- Artigo:
+ + + +

A professora explica que há uma responsabilidade compartilhada entre governador e prefeitos dos  municípios do entorno da Baía de Guanabara e de toda a sua bacia hidrográfica. “Uma iniciativa isolada de uma prefeitura não resolverá o problema da poluição, tem que ser uma ação conjunta entre prefeituras e governo do estado”, conta.






O descarte no mar de qualquer natureza que venha a prejudicar a fauna, saúde humana e/ou animal é crime ambiental. O  artigo 54 da Lei 9.605/98 prevê penas de até cinco de reclusão, além de multas, a depender da intensidade dos danos causados. A semelhança do plástico com alimentos comuns às espécies marinhas, como o consumo de algas e água-viva por  tartarugas, confunde os animais. Um em cada dez que ingeriram plástico morrem, de acordo o levantamento do instituto internacional ambientalista Oceana.


REgina Lúcia atua ainda na Área de Proteção Ambiental e Recuperação Urbana do Jequiá (APARU) do Jequiá, iniciativa de preservação do manguezal Jequiá. Ela trabalha na conscientização de crianças sobre a preservação do manguezal de sua comunidade. Ambientalista há 8 anos, ela nasceu no lugar e sente orgulho de contribuir com a educação ambiental das crianças. Para isso, usa roda de conversa, calendário ecológico e imagens dos efeitos do descarte indevido de lixos no mar.

+ + + +

- Dados fornecidos:

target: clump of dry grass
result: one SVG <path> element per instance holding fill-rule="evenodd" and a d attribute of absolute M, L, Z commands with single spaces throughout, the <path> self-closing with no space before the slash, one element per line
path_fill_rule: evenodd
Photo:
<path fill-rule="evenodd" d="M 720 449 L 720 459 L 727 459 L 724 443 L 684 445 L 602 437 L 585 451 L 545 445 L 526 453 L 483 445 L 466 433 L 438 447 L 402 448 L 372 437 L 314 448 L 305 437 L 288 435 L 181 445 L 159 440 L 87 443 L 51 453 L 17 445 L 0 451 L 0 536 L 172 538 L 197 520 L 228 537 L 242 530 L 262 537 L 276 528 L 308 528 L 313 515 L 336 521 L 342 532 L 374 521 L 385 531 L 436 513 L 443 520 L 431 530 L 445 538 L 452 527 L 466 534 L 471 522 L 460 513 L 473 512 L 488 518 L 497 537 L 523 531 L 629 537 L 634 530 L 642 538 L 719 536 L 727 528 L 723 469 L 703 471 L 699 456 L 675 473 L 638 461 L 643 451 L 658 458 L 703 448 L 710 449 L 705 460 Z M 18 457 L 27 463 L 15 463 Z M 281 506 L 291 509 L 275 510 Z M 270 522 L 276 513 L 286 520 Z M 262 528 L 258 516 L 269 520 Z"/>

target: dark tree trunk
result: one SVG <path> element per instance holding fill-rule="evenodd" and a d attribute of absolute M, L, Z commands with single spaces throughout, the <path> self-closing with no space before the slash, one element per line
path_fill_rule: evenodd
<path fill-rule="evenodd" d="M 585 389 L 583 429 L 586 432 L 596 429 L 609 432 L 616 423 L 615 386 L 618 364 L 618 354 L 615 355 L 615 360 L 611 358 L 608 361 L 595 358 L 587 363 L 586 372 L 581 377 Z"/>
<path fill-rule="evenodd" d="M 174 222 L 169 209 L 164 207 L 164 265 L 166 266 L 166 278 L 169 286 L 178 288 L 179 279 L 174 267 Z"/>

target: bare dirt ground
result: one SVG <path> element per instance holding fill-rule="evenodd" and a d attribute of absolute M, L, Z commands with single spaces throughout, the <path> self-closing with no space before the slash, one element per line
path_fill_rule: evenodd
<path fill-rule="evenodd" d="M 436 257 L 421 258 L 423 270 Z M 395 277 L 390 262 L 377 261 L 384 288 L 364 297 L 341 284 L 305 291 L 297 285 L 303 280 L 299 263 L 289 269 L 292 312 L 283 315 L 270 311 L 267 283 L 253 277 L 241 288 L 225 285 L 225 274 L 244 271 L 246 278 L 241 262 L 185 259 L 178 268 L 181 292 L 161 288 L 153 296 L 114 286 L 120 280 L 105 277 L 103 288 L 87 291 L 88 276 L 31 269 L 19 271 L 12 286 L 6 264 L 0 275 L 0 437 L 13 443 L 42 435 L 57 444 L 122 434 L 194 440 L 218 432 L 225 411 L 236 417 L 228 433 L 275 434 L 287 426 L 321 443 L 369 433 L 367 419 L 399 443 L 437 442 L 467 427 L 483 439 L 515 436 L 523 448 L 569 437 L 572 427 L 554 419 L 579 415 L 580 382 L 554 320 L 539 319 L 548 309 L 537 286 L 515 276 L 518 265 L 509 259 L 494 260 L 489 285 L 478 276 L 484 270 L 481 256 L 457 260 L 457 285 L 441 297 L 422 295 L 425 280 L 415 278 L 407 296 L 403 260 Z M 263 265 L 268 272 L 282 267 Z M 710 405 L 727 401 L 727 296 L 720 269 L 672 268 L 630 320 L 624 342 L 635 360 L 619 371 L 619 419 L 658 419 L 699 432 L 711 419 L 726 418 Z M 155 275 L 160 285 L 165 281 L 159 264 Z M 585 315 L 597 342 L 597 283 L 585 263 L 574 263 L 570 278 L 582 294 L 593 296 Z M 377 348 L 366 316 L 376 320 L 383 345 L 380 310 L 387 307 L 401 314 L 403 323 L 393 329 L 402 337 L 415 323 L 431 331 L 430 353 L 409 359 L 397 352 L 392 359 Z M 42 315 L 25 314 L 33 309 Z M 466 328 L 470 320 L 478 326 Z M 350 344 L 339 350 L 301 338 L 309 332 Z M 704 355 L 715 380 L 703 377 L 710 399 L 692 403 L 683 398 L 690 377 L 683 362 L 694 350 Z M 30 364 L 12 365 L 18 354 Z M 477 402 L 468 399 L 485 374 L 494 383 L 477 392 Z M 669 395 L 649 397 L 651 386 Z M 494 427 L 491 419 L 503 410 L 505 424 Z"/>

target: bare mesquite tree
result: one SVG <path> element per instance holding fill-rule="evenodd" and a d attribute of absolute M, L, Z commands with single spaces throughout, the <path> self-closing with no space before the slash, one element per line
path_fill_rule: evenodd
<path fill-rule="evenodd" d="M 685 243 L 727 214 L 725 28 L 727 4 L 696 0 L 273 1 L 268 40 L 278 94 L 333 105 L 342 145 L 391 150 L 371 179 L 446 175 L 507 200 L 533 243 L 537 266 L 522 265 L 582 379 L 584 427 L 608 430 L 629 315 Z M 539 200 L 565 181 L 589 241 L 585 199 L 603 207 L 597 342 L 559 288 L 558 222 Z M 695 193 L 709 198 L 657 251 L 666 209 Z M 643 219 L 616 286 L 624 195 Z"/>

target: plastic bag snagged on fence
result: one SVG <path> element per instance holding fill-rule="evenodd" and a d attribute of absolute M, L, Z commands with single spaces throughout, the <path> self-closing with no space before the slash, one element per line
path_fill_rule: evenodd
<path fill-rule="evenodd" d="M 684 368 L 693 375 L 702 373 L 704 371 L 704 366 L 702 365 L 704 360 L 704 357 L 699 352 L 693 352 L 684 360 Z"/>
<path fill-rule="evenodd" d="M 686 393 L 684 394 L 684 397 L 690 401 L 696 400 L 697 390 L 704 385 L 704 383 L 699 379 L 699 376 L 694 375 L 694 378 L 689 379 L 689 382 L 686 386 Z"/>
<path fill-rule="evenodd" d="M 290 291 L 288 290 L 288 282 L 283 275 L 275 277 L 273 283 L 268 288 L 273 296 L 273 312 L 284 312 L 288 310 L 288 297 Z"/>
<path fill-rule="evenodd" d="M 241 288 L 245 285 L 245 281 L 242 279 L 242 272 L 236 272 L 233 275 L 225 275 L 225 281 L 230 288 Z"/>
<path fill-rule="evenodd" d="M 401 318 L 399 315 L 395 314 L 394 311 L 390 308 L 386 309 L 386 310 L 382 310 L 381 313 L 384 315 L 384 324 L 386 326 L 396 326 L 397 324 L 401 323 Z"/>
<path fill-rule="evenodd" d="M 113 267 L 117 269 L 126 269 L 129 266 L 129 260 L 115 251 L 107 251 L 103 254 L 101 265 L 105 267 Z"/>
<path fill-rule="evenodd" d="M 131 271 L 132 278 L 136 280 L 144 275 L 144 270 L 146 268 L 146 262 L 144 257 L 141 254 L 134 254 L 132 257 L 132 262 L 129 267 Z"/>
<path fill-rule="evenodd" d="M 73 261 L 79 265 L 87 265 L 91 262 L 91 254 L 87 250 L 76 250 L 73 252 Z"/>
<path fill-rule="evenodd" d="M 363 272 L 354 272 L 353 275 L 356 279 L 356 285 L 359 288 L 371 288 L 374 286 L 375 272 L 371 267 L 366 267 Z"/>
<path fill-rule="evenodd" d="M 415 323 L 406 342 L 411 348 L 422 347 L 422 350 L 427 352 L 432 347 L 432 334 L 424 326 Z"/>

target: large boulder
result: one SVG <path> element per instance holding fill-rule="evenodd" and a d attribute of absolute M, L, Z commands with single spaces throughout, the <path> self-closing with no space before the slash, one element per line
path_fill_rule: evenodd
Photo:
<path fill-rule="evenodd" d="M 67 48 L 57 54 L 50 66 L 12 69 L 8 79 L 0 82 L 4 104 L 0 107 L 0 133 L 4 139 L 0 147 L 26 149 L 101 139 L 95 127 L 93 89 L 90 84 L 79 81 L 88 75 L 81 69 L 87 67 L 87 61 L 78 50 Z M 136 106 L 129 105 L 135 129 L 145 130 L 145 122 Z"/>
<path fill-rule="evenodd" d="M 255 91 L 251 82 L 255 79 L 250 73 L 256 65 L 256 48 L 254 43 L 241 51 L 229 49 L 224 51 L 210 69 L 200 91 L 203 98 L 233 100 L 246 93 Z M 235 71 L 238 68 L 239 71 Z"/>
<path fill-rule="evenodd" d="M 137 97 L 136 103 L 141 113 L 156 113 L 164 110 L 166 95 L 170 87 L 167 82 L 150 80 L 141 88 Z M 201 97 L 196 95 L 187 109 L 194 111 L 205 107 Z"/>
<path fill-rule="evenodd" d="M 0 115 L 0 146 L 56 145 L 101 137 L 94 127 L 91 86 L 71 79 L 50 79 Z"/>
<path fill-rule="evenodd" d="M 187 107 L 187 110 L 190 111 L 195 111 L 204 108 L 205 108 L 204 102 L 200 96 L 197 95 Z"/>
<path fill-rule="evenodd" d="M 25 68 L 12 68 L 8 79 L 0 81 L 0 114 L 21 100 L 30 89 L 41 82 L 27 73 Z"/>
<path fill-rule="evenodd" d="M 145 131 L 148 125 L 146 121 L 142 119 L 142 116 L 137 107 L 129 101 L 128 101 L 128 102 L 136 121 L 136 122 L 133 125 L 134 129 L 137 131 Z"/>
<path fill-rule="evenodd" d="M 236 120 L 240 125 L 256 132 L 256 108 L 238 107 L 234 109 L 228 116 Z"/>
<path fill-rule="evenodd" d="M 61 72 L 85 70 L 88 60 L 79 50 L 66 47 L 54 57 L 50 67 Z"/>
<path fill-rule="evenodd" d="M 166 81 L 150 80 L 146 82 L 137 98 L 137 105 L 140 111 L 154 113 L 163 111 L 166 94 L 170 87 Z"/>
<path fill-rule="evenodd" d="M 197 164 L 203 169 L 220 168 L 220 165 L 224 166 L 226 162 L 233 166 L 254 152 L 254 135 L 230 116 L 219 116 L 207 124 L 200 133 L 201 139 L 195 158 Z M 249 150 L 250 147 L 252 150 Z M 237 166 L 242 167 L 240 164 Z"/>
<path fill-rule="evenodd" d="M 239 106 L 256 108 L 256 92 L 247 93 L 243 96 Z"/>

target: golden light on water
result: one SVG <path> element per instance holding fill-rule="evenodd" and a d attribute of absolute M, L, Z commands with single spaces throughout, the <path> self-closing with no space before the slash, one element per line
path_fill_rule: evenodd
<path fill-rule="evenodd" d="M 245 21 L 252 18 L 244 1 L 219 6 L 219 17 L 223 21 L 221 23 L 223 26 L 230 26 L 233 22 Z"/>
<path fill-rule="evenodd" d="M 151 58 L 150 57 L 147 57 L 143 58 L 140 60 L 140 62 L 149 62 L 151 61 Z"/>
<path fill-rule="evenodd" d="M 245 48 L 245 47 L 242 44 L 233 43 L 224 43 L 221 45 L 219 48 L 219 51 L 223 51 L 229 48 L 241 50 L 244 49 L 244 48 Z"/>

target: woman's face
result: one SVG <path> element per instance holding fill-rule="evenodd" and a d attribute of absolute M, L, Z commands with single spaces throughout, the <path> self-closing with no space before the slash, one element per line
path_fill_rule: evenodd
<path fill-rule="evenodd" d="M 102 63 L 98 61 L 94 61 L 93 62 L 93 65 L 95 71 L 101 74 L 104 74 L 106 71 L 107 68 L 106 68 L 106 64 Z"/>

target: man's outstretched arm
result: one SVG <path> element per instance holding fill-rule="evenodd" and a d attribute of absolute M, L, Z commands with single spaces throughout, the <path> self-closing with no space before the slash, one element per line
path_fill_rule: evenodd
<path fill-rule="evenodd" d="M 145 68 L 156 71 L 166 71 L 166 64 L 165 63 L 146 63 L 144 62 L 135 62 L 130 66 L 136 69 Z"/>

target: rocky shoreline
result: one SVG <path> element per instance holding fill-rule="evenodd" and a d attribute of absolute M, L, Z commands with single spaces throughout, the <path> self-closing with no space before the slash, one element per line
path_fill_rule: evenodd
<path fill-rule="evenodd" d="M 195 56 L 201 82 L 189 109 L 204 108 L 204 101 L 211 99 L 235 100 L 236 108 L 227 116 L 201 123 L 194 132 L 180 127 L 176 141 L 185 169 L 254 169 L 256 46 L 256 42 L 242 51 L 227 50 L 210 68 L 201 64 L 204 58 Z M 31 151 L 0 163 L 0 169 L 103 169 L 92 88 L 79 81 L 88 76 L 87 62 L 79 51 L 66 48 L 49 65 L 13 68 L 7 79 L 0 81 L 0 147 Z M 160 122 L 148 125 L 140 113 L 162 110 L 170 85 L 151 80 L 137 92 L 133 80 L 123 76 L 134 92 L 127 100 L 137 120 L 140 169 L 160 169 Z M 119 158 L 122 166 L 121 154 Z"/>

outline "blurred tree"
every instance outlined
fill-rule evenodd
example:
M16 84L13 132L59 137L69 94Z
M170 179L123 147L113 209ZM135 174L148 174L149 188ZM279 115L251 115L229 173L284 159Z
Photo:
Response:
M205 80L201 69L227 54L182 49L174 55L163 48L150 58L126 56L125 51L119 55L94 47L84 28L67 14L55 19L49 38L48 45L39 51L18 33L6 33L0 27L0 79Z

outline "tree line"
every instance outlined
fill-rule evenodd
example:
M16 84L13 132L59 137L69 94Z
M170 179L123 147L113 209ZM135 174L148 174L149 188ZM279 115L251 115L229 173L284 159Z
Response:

+ + + +

- Conjunto de tarefas:
**A)** Copie do artigo o trecho de "REgina Lúcia atua" a "lixos no mar.".
**B)** Liste todos os recursos que, segundo o artigo, Regina Lúcia usa na educação ambiental das crianças.

- Resultados por tarefa:
**A)**
REgina Lúcia atua ainda na Área de Proteção Ambiental e Recuperação Urbana do Jequiá (APARU) do Jequiá, iniciativa de preservação do manguezal Jequiá. Ela trabalha na conscientização de crianças sobre a preservação do manguezal de sua comunidade. Ambientalista há 8 anos, ela nasceu no lugar e sente orgulho de contribuir com a educação ambiental das crianças. Para isso, usa roda de conversa, calendário ecológico e imagens dos efeitos do descarte indevido de lixos no mar.

**B)**
- Roda de conversa
- Calendário ecológico
- Imagens dos efeitos do descarte indevido de lixos no mar